[Items from a dataset]

#####

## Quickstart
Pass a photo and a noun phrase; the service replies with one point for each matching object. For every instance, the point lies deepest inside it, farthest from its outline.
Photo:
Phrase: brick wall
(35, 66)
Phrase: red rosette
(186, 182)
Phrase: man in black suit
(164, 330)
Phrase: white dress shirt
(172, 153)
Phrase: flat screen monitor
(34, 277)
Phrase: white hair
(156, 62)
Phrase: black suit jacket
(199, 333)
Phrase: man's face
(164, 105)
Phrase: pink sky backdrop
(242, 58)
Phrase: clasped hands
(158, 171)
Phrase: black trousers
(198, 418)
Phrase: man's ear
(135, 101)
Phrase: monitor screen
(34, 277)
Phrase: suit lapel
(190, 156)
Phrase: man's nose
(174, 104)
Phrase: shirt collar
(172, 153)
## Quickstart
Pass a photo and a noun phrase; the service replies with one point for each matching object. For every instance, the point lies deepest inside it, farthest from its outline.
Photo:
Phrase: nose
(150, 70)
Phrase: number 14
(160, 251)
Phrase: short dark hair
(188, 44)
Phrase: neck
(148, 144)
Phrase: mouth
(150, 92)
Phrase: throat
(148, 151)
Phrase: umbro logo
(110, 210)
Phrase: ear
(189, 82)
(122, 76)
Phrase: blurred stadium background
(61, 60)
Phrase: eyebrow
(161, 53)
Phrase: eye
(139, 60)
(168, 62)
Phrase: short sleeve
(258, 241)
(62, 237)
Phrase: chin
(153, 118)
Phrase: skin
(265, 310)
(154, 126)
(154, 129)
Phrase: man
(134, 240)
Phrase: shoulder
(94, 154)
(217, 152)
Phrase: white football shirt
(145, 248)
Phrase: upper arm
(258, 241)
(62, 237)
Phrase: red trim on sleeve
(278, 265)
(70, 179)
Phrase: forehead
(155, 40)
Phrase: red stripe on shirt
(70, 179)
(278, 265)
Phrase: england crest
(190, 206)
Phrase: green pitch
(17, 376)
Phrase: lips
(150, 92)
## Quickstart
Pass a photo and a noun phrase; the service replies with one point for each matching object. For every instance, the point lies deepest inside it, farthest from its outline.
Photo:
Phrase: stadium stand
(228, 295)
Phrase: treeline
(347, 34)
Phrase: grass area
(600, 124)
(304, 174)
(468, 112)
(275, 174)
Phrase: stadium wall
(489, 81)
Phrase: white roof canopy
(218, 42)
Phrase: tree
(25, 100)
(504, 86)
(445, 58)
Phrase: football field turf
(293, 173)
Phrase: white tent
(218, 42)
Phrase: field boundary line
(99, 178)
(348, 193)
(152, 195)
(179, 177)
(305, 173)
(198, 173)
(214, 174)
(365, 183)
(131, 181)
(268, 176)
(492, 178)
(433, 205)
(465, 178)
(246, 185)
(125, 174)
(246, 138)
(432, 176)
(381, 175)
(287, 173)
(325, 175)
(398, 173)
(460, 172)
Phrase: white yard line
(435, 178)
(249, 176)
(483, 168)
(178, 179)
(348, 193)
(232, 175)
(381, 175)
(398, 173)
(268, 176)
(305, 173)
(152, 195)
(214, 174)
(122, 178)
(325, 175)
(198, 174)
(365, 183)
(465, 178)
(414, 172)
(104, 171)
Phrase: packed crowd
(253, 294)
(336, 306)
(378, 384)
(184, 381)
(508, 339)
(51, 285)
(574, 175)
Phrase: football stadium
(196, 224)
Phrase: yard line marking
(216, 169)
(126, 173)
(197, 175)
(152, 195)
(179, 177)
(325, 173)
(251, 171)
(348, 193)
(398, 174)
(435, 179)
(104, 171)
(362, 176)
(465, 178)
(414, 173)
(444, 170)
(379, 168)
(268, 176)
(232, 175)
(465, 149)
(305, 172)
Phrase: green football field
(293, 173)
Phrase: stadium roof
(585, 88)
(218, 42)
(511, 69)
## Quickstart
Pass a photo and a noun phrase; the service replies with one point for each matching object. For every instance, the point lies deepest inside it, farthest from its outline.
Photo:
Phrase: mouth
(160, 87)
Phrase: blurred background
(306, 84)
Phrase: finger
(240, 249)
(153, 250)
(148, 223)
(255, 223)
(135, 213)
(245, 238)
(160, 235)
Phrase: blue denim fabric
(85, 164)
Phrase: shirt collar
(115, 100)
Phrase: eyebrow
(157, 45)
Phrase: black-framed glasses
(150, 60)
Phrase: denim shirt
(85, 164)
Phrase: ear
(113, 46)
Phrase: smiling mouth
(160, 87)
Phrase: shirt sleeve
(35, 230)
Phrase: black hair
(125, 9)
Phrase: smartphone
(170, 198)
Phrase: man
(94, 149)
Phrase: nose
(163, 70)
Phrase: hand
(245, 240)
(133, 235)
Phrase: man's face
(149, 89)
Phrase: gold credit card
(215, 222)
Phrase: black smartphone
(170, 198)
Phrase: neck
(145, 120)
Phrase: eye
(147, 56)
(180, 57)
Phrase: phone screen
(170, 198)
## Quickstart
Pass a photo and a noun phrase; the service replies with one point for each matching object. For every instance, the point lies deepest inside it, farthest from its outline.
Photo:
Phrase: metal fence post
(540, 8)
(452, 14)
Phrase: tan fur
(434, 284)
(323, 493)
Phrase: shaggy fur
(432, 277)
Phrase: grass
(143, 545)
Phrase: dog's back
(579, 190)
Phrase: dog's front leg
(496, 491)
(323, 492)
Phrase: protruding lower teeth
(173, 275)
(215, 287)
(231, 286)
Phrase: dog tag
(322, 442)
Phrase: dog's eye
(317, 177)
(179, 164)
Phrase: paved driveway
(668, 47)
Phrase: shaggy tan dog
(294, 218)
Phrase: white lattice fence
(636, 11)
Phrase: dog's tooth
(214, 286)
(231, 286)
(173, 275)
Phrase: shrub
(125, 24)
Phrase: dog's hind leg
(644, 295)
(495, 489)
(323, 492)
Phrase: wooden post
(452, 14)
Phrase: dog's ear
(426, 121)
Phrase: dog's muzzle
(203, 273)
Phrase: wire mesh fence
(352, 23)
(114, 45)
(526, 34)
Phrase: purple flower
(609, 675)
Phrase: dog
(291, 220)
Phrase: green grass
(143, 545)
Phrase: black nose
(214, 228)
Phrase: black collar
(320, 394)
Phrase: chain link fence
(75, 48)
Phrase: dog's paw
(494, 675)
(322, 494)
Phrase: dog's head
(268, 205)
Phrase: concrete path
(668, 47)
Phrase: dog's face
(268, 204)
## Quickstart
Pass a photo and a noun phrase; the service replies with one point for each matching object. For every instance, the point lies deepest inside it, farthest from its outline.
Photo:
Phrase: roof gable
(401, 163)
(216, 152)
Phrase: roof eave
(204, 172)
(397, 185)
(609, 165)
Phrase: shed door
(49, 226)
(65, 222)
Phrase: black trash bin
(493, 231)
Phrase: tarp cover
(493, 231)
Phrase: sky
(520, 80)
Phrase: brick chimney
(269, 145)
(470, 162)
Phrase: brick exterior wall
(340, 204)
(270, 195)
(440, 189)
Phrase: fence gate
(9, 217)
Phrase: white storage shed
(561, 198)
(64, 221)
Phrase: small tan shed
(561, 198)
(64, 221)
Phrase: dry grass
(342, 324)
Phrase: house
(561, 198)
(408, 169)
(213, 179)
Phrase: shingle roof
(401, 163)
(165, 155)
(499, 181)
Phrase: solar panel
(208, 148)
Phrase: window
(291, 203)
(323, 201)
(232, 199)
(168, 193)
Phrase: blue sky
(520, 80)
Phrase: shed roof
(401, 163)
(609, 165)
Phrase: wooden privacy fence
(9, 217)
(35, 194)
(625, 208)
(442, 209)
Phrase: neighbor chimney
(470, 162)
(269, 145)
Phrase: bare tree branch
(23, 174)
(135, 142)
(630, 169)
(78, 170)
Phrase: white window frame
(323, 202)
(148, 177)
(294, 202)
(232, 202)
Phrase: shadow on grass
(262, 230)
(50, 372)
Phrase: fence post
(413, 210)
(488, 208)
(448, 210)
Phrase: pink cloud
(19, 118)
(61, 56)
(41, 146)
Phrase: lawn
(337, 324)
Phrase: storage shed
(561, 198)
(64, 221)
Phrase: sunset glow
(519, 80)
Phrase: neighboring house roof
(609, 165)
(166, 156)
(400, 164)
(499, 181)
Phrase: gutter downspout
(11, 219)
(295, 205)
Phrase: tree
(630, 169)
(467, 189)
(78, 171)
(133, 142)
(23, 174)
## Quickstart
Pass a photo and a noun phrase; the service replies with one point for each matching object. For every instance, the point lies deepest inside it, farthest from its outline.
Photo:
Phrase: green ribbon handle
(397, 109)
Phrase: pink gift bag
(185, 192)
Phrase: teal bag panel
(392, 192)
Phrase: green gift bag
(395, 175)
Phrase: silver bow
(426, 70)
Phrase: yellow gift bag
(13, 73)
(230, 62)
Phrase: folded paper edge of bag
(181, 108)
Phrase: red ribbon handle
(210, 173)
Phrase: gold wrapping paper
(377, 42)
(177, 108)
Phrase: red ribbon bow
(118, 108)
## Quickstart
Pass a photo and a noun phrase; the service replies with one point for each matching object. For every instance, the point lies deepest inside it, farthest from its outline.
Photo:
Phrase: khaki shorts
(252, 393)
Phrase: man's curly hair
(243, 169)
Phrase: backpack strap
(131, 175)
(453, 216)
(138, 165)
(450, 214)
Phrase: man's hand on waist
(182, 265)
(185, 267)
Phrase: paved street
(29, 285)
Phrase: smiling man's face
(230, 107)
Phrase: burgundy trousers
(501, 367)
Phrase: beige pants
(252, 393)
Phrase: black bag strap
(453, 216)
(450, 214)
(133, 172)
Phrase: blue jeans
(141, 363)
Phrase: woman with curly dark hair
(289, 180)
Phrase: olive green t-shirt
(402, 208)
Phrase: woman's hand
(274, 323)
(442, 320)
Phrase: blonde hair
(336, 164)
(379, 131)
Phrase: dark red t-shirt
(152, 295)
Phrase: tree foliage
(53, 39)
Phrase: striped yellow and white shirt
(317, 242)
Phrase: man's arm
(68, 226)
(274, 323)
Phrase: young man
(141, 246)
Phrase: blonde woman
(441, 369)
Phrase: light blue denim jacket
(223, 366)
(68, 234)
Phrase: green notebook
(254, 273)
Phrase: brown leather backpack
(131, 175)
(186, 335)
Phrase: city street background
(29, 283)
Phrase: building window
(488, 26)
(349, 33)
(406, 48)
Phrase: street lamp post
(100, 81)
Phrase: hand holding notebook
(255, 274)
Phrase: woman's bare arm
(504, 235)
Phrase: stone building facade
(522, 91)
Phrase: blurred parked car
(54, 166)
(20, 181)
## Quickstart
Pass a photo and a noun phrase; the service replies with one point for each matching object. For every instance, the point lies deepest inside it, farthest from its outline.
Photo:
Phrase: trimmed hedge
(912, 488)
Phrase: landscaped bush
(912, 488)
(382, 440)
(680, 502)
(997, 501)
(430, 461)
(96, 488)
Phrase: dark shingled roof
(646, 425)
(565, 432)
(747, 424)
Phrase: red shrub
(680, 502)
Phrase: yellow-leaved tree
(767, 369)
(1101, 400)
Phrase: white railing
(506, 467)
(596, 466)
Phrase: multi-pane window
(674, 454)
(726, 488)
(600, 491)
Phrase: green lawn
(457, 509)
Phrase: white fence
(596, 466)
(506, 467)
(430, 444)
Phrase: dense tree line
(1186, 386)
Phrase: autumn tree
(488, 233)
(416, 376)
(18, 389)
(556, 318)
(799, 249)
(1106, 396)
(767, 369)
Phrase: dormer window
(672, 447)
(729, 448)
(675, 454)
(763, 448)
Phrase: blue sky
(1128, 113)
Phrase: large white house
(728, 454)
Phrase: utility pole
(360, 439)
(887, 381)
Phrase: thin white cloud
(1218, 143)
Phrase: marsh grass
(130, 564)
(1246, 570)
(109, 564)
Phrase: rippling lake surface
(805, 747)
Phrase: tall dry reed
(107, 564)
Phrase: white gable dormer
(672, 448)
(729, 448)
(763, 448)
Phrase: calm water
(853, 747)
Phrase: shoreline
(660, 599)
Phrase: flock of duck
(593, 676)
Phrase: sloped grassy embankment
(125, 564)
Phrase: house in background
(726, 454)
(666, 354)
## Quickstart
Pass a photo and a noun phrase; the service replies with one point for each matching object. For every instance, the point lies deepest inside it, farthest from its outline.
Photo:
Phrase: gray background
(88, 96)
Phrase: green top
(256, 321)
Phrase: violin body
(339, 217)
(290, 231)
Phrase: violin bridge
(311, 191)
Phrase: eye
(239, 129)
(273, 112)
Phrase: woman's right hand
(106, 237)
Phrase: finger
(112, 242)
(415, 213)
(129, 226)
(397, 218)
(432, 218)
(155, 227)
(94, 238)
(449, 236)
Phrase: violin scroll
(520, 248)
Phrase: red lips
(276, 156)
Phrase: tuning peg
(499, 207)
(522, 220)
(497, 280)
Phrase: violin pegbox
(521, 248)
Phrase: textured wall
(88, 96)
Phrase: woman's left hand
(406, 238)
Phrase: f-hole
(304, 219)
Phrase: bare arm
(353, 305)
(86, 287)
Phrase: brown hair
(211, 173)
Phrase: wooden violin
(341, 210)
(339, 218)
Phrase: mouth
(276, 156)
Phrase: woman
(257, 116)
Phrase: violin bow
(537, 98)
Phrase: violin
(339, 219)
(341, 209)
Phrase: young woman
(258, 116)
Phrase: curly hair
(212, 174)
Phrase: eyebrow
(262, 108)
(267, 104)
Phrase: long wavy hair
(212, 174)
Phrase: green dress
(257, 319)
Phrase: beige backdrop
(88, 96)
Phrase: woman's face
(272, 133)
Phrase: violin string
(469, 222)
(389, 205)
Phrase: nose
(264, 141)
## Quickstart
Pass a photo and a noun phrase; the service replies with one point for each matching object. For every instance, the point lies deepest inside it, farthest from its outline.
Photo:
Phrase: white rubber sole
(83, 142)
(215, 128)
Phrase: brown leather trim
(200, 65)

#####

### What to produce
Your output consists solely of the lines from the one with "Phrase: young woman" through the last line, copied exactly.

### The output
Phrase: young woman
(258, 116)
Phrase: curly hair
(212, 174)
Phrase: eyebrow
(262, 108)
(267, 104)
Phrase: long wavy hair
(212, 174)
Phrase: green dress
(257, 319)
Phrase: beige backdrop
(88, 96)
Phrase: woman's face
(272, 133)
Phrase: violin string
(469, 222)
(389, 205)
Phrase: nose
(264, 141)
## Quickstart
Pass a photo and a noun phrase; the service replies with one point for each matching object. For every instance, the point lies deepest inside it, farthest from its outline.
Photo:
Phrase: white rubber sole
(83, 142)
(215, 128)
Phrase: brown leather trim
(200, 65)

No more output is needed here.